● WHAT YOU SHOULD DO:
Reproduce the data below verbatim from the line containing "bare arm in" through its final line, and produce nothing more.

▬▬▬▬▬▬▬▬▬▬

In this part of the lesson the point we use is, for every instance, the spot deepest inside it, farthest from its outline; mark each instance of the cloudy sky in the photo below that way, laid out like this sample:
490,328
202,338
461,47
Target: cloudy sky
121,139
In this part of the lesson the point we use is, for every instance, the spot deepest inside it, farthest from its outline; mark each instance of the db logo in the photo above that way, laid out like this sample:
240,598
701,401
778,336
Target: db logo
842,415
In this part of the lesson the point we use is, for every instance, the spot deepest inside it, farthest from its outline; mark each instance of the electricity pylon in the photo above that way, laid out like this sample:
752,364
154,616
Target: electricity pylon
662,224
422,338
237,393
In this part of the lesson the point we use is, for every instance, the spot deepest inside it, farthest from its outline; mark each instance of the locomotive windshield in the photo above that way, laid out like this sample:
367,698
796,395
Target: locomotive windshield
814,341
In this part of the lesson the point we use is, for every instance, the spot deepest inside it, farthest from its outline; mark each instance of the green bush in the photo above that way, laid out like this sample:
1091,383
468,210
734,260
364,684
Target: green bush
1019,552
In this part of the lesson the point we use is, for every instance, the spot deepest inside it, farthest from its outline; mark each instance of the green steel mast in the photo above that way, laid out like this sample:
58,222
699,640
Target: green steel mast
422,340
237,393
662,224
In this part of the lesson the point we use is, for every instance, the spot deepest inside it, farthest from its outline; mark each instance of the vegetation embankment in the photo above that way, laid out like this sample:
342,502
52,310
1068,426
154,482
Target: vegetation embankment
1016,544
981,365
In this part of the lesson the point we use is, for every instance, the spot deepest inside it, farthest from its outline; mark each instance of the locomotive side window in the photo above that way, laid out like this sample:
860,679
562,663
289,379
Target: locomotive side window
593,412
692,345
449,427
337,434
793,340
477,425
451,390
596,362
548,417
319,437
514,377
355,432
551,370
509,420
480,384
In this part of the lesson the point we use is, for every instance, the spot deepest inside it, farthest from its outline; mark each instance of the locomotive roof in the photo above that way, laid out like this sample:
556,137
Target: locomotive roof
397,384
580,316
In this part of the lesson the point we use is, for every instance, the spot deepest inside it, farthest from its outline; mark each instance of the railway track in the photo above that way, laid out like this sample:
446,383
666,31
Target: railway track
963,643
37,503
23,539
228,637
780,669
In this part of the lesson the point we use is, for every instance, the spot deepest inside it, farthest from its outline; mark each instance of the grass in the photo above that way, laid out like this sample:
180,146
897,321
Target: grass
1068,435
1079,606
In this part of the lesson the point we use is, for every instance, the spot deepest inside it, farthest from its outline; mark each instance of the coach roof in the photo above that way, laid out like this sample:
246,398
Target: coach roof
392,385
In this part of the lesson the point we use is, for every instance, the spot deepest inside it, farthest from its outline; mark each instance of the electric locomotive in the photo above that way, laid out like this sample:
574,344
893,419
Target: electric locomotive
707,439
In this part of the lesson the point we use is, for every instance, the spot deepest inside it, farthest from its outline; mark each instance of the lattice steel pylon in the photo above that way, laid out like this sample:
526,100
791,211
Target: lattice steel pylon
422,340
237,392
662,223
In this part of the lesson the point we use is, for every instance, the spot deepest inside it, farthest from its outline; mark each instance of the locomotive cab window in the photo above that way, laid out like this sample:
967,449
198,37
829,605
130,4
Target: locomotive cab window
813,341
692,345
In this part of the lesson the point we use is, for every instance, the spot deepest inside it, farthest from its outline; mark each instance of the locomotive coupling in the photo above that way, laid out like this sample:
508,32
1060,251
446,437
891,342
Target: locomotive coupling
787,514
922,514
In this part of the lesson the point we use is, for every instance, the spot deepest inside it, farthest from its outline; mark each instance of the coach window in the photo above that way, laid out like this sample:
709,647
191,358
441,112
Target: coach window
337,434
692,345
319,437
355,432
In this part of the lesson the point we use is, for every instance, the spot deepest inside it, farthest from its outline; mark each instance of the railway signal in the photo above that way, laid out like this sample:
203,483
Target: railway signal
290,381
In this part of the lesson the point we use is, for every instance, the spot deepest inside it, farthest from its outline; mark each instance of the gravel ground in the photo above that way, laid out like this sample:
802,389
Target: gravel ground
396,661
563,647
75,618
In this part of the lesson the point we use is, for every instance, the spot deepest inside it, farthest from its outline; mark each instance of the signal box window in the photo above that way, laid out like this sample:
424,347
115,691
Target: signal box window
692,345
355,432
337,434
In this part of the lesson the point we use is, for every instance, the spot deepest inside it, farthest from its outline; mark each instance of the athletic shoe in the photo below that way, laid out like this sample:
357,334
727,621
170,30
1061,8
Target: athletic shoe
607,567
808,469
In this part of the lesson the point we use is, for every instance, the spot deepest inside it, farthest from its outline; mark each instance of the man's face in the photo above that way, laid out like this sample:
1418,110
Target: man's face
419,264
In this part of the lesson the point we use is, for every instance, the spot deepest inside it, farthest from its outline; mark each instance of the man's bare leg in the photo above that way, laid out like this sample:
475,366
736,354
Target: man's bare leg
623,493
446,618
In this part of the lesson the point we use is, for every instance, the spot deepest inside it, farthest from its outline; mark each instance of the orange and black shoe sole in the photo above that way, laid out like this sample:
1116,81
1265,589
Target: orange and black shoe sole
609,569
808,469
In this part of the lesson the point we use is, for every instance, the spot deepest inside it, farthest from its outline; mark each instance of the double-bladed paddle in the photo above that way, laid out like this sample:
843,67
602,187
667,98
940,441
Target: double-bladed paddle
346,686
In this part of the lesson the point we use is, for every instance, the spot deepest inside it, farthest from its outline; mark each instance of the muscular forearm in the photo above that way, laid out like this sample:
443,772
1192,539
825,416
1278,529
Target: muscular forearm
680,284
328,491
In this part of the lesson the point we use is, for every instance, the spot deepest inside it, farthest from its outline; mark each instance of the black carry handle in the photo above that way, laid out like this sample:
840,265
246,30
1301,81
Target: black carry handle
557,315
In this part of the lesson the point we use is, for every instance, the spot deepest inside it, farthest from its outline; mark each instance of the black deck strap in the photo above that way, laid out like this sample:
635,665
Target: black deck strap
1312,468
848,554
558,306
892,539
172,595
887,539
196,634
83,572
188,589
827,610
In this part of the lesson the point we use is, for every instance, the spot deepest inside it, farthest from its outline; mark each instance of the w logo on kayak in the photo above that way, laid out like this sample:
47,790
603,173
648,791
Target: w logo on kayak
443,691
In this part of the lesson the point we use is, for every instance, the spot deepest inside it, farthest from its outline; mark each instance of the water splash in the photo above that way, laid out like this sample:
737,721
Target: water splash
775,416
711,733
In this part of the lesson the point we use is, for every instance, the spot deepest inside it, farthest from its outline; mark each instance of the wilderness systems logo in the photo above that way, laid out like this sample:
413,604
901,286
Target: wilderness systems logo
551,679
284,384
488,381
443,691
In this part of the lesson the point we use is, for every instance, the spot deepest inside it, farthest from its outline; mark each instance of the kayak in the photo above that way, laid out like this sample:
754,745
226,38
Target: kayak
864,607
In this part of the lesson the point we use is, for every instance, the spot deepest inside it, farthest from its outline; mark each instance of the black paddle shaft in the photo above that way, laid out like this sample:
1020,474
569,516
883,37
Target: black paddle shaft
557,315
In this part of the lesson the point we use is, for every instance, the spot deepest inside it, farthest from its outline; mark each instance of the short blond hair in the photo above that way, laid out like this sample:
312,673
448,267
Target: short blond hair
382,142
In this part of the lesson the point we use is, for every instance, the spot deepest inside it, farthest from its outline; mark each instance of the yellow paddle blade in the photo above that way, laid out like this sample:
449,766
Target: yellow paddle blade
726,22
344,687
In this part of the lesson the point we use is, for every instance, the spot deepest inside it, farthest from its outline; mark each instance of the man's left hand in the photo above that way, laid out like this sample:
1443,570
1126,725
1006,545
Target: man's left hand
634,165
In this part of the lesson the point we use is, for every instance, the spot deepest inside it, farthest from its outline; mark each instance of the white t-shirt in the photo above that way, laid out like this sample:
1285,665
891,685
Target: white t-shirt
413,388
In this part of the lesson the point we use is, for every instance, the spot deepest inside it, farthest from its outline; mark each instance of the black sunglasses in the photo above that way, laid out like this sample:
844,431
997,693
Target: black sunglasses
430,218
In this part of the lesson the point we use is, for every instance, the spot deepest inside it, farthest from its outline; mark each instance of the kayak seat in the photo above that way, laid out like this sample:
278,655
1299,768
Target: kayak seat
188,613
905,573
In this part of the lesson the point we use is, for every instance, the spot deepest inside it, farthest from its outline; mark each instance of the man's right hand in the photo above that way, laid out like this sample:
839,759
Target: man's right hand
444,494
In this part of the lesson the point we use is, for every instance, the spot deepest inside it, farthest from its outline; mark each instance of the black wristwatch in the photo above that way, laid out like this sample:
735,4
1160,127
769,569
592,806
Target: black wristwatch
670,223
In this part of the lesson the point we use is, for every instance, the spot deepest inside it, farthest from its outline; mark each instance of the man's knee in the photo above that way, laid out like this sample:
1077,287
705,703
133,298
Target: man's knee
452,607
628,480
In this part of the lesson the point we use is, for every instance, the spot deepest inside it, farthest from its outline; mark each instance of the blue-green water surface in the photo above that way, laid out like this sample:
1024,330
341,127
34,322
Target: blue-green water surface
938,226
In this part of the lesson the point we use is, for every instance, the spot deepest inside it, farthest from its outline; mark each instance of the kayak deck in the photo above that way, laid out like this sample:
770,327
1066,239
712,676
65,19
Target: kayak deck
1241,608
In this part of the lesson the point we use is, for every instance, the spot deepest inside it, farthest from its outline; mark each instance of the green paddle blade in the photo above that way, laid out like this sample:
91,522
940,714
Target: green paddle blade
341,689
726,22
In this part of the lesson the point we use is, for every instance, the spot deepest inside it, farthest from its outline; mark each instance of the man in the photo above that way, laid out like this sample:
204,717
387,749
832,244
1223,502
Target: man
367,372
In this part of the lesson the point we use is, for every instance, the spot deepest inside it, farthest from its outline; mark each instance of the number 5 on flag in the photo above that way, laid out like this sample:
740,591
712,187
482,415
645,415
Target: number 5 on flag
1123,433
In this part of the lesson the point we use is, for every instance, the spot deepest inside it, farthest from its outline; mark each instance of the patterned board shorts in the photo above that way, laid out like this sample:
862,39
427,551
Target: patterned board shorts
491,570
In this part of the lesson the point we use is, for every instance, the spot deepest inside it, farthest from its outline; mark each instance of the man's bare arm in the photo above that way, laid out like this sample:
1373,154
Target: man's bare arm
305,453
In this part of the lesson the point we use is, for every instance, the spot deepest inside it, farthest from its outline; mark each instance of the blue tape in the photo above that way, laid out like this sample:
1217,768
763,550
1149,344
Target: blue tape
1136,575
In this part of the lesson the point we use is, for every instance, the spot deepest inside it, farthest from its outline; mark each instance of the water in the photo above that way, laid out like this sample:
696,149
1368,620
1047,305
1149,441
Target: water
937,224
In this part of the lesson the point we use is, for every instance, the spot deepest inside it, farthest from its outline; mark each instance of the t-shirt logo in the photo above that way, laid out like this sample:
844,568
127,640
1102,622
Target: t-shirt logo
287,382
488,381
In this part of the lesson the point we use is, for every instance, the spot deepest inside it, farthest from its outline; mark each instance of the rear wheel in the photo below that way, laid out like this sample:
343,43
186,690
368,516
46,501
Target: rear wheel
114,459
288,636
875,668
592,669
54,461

▬▬▬▬▬▬▬▬▬▬

● EXERCISE SOLUTION:
In this part of the lesson the point we use is, for every instance, the spot deepest inside it, farthest from its outline; mark each instance of the man's bare arm in the photo above that way, laid out like this sample:
1373,154
Target: man's bare arm
305,453
In this part of the lesson the point we use is, for every instance, the spot deepest inside it, farthest from its outline; mark each instance of the blue tape in the photo above that way, laid out like this sample:
1217,768
763,550
1149,344
Target: blue tape
1136,575
In this part of the lesson the point we use is, for every instance, the spot deepest inside it, farthest from its outline; mark each instance of the water in the photo above that way, laid out like this sample:
696,149
1368,620
1047,305
1149,441
Target: water
937,224
In this part of the lesson the point we use is, for every instance, the spot deepest inside it, farthest from its outline; mark each instance of the t-shirt logo in the photo above that way, laid out like this sample:
844,568
127,640
1102,622
Target: t-shirt logo
287,382
488,381
In this part of the lesson the point we use is, for every instance, the spot deepest inside it, farthest from its outline; mark each instance of the rear wheel in the photo below that way, laid out like this sample:
343,43
186,690
368,516
46,501
Target: rear wheel
114,459
288,636
875,668
592,669
54,461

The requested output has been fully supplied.